■ Your goal
Reproduce the rows below word for word, beginning at the line containing "of the lawn" and stopping after the line containing "Target: lawn chair", with both of those lines included.

■ Data
▼
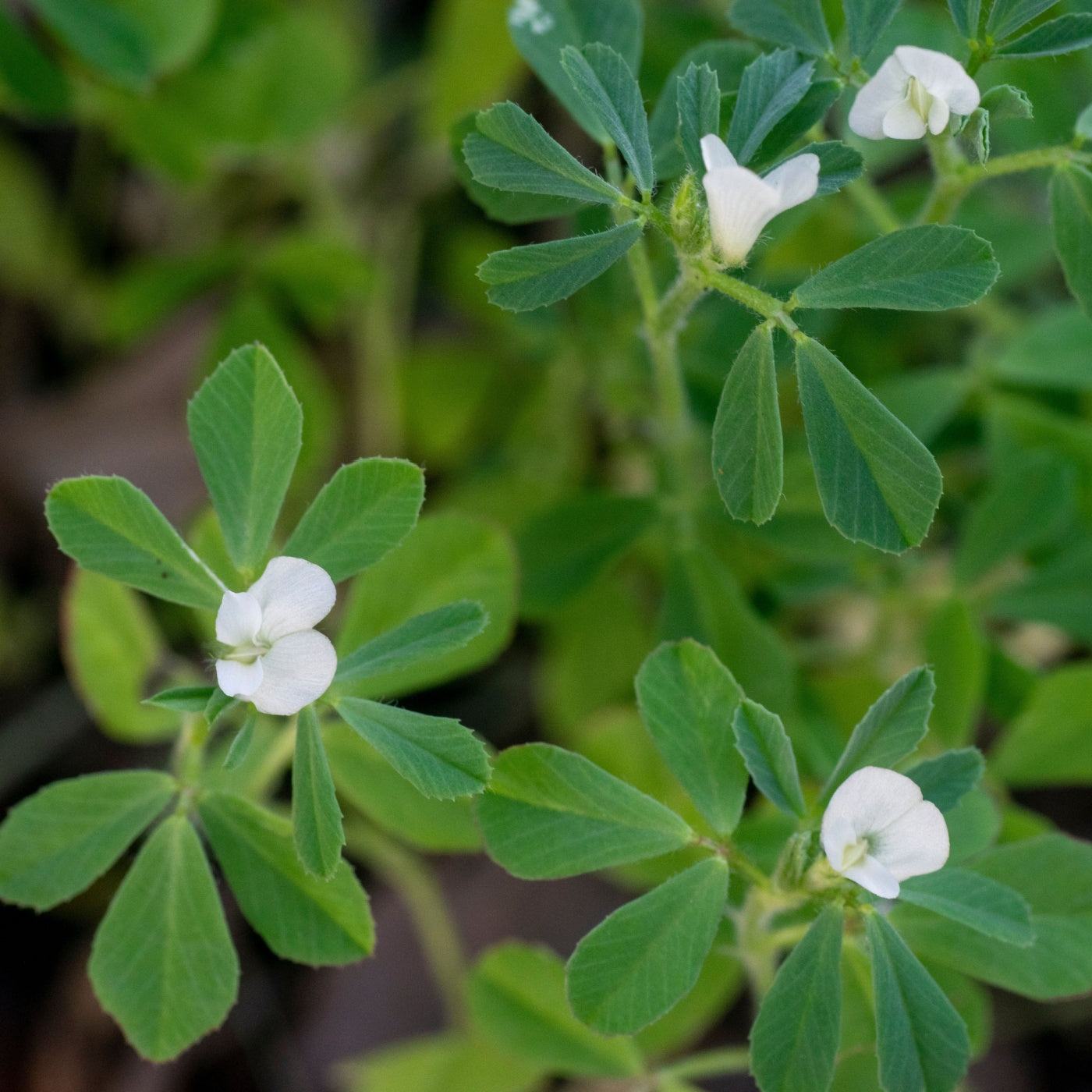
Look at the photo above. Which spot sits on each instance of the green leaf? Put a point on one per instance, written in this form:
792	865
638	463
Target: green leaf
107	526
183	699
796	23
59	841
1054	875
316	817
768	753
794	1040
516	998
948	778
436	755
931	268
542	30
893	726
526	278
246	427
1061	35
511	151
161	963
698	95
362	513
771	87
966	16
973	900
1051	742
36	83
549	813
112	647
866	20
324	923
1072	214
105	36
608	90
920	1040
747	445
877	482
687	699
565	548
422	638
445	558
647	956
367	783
▲
▼
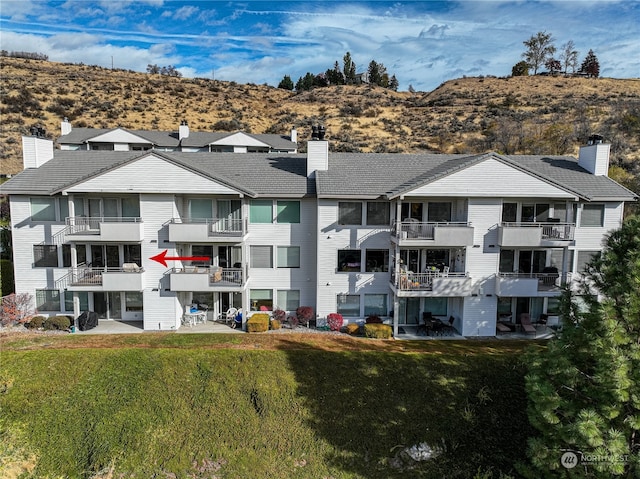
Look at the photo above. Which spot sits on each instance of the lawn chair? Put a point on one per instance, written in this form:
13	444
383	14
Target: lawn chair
▲
■ Solution for this problem
Look at the photo above. Which spot sits on each instance of the lawn chair? Put a point on one per instance, written in this form:
13	444
383	14
Target: lawn chair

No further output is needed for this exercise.